*Exercise tasks*:
[A] Please copy out everything in the Wonder article from "Wonder, also called" down to "and Watch (2010).", switching "novelist" to "author".
[B] Translate this sentence from the Wonder article into Spanish: "The Pentagon still seeks to eliminate Webmind and has recruited some of the world's best hackers to destroy it forever."
[C] Name every novel of the WWW Trilogy that the Wonder article mentions, with its year.

Wonder
- Author: Robert J. Sawyer
- Language: English
- Series: WWW Trilogy
- Genre: Science fiction
- Publisher: Ace Books
- Publication place: Canada
- Preceded by: Watch

= Wonder (Sawyer novel) =

2011 novel by Robert J. Sawyer

Wonder, also called WWW: Wonder, is a 2011 novel written by Canadian novelist Robert J. Sawyer. It is the third and last installment in the WWW Trilogy and was preceded by two sequels, Wake (2009) and Watch (2010).

==Synopsis==
Ever since the government has tried and failed to eliminate Webmind, Caitlin and her family have been thrust into the media spotlight. People are excited over what Webmind can offer the world, such as the cure for cancer and facilitating international relations, but others are also frightened about its potential for harm. The Pentagon still seeks to eliminate Webmind and has recruited some of the world's best hackers to destroy it forever.

==Reception==
Critical reception for Wonder was positive, and much of the novel's praise centered upon its "thoughtful "what if" scenarios". In contrast, the National Post expressed disappointment in the final book of the trilogy as they felt that the main flaws were "Sawyer's Pollyanna faith in the benefits of technology" and the insertion of several viewpoints in the book that they stated had an "eerie resemblance to the rankest propaganda".

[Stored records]
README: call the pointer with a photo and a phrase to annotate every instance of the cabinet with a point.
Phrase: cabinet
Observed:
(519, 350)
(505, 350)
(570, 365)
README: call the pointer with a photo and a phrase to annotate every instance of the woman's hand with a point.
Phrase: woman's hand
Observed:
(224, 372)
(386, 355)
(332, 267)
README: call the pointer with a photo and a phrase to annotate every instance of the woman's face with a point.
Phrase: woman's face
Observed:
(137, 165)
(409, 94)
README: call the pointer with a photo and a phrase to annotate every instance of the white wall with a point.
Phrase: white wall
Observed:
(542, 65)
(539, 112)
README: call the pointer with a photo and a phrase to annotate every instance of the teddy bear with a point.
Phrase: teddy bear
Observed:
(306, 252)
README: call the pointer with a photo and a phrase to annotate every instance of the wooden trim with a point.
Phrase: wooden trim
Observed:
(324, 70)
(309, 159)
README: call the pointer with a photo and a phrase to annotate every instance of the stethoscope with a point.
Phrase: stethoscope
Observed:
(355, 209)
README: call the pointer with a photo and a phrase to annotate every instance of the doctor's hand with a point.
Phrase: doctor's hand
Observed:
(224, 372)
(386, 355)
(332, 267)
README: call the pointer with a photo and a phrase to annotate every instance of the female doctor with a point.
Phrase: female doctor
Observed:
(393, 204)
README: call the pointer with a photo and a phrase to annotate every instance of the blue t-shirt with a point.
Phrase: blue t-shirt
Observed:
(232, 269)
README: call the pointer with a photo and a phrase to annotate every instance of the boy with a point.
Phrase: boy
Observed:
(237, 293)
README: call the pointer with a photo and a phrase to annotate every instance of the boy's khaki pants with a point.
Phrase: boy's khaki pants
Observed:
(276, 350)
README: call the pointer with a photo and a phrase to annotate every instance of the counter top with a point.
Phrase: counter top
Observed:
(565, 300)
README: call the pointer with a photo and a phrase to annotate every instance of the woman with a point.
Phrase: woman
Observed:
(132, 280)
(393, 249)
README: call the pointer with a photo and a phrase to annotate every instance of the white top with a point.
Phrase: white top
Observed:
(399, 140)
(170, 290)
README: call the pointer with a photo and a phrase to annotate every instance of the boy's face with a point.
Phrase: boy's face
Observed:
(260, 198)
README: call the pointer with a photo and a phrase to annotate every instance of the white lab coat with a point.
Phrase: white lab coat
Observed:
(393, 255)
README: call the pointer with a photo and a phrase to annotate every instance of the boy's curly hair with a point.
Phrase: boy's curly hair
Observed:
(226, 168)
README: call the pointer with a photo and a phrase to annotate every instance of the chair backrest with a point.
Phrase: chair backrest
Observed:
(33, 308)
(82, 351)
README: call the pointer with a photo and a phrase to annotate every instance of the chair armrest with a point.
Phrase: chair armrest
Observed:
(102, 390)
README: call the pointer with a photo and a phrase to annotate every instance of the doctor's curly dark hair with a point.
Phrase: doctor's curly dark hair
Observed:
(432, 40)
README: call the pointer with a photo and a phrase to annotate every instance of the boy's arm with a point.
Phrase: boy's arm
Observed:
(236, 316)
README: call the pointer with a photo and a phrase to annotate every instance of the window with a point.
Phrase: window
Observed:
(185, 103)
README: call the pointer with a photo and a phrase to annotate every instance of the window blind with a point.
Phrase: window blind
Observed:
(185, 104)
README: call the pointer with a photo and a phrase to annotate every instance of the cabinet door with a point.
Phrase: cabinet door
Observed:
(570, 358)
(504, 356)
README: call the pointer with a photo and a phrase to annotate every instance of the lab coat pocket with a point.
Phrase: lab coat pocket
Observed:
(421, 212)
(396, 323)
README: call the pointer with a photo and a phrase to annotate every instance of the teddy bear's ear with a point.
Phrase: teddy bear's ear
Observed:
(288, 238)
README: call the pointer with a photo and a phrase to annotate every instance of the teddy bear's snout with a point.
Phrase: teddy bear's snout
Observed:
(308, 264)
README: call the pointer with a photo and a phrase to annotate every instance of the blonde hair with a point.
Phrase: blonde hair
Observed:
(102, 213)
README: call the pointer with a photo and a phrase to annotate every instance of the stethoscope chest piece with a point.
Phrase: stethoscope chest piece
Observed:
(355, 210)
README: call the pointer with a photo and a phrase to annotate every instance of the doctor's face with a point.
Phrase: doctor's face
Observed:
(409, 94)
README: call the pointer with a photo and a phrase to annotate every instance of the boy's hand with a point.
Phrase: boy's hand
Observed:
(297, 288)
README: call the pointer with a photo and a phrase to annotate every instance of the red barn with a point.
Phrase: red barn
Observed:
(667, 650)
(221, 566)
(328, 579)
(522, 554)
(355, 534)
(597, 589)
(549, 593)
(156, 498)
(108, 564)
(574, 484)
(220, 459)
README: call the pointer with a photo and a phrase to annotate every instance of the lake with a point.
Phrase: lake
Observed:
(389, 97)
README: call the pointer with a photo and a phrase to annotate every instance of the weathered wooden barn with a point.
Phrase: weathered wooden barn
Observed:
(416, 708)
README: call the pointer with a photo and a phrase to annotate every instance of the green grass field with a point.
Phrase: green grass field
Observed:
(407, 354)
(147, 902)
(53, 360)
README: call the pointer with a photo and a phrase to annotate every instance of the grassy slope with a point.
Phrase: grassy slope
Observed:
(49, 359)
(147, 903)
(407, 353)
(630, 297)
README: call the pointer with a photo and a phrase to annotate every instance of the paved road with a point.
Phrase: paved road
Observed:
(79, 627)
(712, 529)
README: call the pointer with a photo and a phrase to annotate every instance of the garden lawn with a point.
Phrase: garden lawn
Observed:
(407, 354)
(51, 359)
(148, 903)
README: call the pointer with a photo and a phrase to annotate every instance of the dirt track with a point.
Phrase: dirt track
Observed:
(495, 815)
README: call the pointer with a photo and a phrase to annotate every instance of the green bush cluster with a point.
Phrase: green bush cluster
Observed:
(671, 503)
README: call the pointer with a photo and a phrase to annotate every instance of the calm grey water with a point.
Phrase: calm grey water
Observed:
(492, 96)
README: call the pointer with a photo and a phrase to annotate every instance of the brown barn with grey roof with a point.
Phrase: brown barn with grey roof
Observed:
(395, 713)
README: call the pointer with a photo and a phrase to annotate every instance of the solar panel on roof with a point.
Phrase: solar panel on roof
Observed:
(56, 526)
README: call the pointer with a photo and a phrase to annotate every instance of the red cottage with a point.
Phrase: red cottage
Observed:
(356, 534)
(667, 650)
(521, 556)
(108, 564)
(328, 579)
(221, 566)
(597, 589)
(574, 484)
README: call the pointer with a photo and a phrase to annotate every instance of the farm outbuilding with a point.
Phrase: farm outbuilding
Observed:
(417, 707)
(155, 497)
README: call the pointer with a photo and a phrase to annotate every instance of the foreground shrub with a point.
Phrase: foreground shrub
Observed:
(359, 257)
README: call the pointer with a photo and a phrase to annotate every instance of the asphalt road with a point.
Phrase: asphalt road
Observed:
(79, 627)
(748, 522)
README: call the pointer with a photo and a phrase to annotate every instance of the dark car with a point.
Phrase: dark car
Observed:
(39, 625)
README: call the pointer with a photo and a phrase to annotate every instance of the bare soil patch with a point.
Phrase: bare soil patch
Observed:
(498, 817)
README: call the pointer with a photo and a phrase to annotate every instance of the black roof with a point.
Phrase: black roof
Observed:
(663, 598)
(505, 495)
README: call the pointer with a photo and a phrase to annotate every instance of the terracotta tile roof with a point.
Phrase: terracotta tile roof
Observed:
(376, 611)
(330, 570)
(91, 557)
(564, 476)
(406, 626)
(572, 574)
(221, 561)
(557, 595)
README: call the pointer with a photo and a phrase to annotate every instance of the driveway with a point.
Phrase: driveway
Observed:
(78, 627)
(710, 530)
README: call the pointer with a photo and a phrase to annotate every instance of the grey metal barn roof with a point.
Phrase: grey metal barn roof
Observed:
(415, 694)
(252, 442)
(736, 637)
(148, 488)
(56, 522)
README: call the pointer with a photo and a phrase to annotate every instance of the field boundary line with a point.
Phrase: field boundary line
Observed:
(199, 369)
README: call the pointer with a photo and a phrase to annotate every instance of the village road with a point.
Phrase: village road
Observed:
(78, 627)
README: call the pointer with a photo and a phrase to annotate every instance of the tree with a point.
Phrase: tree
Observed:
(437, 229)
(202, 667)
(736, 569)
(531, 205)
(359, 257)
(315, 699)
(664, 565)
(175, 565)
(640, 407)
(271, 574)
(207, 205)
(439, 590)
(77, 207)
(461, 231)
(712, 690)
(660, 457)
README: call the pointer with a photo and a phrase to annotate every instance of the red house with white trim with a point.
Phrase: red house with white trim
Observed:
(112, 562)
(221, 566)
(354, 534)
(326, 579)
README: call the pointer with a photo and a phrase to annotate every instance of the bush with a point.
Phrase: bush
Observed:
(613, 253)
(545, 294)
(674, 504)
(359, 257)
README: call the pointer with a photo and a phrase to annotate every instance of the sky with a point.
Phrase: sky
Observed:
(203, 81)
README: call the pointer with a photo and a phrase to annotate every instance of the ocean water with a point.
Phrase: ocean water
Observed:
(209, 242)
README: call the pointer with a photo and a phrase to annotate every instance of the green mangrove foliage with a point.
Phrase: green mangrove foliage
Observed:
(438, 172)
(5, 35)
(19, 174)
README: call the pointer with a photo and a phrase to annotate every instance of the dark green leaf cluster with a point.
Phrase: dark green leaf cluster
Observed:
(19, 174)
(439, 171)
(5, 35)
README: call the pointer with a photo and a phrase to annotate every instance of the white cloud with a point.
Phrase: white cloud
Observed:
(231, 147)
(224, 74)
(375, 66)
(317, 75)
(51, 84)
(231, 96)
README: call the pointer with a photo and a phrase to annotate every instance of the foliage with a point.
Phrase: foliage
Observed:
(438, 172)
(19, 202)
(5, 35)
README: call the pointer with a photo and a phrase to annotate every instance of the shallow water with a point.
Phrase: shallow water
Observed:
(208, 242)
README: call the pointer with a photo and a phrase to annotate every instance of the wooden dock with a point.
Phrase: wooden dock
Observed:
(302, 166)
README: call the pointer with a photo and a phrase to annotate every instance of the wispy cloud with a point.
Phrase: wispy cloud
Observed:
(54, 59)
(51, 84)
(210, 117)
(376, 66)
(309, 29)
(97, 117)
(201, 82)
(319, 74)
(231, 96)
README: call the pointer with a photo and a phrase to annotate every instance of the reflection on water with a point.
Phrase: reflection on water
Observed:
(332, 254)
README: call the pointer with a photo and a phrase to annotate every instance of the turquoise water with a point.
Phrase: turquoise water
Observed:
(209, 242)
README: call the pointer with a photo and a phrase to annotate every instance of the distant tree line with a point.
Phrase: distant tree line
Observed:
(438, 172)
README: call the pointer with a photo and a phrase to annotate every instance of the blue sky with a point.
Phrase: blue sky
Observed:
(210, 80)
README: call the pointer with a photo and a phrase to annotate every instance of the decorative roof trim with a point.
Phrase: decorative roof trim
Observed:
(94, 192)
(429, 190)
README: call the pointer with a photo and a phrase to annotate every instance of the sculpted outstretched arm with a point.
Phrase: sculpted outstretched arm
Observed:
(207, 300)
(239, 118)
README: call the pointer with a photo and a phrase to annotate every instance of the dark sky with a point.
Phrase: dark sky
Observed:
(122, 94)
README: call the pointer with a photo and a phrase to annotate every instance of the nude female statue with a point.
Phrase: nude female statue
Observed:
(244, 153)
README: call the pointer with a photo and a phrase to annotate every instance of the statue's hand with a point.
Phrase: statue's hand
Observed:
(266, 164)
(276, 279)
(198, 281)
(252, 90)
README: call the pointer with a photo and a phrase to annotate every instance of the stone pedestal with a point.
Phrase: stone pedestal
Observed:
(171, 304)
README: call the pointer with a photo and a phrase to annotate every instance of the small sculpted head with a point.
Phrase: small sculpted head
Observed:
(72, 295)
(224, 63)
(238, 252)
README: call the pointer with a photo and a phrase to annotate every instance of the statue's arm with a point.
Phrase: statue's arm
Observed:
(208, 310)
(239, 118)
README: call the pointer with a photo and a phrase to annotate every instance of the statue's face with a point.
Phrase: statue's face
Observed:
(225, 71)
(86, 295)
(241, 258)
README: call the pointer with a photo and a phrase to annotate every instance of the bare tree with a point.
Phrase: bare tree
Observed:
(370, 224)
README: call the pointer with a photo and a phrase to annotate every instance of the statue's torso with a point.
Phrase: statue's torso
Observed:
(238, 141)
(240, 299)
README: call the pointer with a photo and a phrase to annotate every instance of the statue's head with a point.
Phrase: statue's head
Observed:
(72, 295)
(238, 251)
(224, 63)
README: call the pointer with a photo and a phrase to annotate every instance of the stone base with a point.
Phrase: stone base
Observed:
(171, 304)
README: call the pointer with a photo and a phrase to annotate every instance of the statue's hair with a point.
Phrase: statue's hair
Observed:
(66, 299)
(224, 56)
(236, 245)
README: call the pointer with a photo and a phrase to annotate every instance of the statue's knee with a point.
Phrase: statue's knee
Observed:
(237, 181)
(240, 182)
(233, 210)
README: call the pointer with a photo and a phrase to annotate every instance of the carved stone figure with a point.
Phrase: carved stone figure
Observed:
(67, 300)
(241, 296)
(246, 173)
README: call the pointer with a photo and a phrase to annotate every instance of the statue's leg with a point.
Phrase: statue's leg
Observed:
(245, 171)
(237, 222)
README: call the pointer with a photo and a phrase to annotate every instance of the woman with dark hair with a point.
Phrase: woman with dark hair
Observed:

*Answers to the exercise*:
[A]
Wonder, also called WWW: Wonder, is a 2011 novel written by Canadian author Robert J. Sawyer. It is the third and last installment in the WWW Trilogy and was preceded by two sequels, Wake (2009) and Watch (2010).

[B] El Pentágono todavía busca eliminar a Webmind y ha reclutado a algunos de los mejores hackers del mundo para destruirlo para siempre.

[C]
Wake (2009)
Watch (2010)
Wonder (2011)